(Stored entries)
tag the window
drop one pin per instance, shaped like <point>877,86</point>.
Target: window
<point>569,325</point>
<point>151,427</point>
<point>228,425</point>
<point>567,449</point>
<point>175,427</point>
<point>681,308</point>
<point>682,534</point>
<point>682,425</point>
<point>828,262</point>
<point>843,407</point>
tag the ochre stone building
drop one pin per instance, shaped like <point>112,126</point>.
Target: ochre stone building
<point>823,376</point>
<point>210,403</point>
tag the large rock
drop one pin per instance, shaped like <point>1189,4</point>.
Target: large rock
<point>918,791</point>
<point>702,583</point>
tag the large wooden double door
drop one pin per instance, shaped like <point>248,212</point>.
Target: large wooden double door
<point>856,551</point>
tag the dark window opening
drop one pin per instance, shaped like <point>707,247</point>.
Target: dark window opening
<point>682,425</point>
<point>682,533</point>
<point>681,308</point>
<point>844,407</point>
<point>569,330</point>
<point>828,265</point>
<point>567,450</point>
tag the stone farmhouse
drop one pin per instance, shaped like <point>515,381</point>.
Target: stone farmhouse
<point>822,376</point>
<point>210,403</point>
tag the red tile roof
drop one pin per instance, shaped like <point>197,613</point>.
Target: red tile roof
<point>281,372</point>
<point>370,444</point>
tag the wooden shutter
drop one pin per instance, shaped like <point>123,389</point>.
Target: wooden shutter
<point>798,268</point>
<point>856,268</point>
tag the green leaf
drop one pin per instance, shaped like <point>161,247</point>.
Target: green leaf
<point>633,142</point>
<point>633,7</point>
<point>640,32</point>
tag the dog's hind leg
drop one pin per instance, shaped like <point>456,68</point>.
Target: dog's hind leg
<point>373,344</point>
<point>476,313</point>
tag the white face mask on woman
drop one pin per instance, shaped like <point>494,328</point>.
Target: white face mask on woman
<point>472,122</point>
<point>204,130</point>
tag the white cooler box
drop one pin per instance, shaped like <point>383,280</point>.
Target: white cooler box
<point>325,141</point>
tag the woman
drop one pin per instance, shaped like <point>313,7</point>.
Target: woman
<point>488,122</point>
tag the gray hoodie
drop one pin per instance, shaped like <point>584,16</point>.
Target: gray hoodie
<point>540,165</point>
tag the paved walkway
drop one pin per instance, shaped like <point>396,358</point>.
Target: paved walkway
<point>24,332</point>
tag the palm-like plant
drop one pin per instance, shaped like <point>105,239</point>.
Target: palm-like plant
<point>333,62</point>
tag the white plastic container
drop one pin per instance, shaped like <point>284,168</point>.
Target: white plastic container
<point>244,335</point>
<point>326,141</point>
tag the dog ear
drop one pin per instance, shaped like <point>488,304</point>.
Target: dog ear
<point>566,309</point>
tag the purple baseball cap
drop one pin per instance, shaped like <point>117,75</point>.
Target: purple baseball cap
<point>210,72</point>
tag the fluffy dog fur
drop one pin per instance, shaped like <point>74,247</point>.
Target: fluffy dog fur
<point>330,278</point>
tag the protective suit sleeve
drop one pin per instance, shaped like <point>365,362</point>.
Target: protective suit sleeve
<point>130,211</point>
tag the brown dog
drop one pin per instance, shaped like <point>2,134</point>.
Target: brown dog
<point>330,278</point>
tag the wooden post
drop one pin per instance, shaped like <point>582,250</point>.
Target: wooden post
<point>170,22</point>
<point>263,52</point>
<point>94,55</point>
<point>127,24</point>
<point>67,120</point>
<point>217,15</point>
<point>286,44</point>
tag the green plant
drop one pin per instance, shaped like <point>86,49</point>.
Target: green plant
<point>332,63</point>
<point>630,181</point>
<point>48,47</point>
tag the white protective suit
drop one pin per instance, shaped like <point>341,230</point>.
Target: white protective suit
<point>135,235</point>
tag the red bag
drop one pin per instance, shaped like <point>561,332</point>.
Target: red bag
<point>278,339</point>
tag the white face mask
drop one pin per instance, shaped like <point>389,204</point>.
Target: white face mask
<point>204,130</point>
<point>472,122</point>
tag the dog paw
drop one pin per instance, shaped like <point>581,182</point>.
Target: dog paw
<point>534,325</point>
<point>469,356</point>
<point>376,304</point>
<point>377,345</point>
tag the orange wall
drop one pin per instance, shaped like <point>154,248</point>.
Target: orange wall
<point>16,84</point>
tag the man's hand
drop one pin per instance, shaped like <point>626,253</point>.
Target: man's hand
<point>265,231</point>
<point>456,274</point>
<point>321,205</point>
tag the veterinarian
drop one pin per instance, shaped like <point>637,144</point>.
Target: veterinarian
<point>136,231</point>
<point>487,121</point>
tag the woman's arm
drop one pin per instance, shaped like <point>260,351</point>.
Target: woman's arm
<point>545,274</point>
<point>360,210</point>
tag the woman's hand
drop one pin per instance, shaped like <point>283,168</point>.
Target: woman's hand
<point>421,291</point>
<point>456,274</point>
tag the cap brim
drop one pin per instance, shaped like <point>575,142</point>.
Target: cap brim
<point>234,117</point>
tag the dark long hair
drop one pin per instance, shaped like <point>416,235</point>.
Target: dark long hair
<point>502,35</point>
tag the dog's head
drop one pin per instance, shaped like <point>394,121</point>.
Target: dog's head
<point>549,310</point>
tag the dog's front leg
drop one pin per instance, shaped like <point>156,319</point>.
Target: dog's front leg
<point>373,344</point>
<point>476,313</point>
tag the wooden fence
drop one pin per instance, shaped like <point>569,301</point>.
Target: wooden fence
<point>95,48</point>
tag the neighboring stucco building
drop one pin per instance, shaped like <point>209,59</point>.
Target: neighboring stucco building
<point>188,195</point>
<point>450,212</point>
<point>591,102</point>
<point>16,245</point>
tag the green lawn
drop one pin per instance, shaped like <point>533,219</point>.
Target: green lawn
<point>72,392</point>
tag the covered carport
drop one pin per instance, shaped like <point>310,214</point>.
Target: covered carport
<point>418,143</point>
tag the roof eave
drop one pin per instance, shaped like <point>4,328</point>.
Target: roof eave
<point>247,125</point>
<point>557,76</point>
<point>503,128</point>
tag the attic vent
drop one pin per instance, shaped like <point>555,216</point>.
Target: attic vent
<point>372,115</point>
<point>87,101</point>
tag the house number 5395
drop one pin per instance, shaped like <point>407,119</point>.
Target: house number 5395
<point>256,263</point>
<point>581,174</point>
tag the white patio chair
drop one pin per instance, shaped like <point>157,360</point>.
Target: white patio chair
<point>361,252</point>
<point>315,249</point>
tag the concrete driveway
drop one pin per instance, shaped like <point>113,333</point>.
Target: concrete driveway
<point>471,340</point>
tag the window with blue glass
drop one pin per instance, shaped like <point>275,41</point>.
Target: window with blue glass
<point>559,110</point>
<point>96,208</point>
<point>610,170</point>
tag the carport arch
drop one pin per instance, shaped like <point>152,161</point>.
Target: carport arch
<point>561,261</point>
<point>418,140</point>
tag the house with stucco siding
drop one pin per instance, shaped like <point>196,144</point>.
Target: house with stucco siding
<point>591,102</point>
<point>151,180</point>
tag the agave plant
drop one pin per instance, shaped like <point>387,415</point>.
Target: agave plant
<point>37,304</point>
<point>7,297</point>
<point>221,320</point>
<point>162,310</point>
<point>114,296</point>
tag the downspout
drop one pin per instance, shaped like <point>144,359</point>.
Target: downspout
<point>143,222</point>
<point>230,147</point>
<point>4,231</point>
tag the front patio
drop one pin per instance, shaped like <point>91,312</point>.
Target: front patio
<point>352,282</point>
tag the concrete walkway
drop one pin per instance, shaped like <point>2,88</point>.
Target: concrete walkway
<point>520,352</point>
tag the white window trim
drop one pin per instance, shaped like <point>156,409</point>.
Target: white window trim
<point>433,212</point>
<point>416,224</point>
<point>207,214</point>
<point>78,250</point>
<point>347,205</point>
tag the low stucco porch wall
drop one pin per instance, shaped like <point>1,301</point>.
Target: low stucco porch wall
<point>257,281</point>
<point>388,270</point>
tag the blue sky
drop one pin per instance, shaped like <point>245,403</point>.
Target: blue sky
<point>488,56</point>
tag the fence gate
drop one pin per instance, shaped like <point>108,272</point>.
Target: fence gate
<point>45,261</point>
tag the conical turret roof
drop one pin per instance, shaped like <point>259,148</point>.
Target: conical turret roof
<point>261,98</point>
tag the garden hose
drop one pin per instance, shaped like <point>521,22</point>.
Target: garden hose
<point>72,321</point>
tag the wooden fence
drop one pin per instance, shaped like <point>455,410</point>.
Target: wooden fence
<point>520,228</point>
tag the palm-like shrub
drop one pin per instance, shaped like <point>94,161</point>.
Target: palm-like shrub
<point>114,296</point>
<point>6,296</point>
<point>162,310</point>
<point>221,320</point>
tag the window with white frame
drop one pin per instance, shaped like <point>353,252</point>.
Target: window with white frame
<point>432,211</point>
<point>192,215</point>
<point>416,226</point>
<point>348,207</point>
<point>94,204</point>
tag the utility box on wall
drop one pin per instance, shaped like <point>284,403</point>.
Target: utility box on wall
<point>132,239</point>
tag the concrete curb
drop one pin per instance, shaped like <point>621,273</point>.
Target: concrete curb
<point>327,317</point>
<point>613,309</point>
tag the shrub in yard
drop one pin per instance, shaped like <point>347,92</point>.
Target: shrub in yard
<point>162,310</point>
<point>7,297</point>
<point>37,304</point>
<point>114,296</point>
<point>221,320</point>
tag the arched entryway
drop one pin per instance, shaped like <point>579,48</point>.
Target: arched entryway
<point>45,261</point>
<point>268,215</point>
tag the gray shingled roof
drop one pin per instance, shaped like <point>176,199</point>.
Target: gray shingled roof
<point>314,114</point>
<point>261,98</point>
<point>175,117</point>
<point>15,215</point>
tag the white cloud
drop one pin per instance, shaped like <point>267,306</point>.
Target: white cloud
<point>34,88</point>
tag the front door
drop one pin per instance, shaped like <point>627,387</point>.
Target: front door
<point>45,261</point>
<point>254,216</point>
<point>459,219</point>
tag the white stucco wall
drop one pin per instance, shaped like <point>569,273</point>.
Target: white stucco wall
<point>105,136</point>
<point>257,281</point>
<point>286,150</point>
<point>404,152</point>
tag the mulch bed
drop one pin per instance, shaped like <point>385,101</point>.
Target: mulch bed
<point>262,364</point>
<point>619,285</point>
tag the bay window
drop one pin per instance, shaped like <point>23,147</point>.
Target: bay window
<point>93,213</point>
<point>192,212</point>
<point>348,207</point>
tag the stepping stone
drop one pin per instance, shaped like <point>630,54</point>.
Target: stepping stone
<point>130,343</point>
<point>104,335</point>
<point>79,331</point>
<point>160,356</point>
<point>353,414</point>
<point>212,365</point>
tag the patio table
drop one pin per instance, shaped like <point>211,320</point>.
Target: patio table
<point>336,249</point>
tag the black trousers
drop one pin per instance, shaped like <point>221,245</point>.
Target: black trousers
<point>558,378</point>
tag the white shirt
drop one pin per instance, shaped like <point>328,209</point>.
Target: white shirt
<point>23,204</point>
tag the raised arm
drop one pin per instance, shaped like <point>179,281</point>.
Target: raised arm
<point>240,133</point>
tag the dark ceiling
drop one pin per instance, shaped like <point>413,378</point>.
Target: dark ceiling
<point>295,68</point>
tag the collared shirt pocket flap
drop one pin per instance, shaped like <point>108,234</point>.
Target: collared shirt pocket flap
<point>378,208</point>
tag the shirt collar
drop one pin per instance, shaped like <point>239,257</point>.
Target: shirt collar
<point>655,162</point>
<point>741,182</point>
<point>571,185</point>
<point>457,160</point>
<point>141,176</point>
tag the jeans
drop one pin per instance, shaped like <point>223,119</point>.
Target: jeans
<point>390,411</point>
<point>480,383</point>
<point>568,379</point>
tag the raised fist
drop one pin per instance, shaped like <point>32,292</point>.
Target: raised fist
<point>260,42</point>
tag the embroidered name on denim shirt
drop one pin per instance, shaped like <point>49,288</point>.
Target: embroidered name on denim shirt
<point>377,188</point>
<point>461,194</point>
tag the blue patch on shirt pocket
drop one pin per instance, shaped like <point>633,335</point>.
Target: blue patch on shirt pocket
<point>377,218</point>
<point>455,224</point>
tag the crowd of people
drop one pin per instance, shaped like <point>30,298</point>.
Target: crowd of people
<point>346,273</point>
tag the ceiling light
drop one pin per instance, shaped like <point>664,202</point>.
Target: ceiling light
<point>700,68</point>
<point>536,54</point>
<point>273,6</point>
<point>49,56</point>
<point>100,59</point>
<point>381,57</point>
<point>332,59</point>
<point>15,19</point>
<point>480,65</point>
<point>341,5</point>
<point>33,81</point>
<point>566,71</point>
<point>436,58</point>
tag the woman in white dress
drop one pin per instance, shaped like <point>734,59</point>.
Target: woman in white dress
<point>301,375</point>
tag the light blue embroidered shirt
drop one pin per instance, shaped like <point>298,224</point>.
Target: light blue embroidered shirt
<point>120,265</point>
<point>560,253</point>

_Instructions to follow_.
Beginning at the top of the records above, transcribe each line exactly up to and including the line that holds "drop one pin per instance, shaped like <point>197,613</point>.".

_Answer below_.
tag the window
drop one pin per instance, shaped like <point>877,86</point>.
Target: window
<point>569,325</point>
<point>151,427</point>
<point>228,425</point>
<point>567,449</point>
<point>175,427</point>
<point>681,308</point>
<point>682,534</point>
<point>682,425</point>
<point>828,262</point>
<point>843,407</point>
tag the ochre stone building
drop one pin per instance, shaped like <point>112,126</point>.
Target: ochre stone building
<point>823,376</point>
<point>210,403</point>
tag the large rock
drop one pin per instance, shaped like <point>1189,4</point>.
Target: large rock
<point>918,791</point>
<point>702,583</point>
tag the large wooden double door
drop one pin per instance, shaped like <point>248,212</point>.
Target: large wooden double door
<point>856,551</point>
tag the dark window opening
drop one pin per instance, shaped like <point>707,247</point>.
Target: dark window opening
<point>682,425</point>
<point>682,533</point>
<point>681,308</point>
<point>844,407</point>
<point>569,330</point>
<point>828,265</point>
<point>567,450</point>
tag the stone farmhouse
drop one pin per instance, shaped like <point>515,381</point>.
Target: stone farmhouse
<point>822,376</point>
<point>210,403</point>
tag the red tile roof
drop one pin per instance, shaped like <point>197,613</point>.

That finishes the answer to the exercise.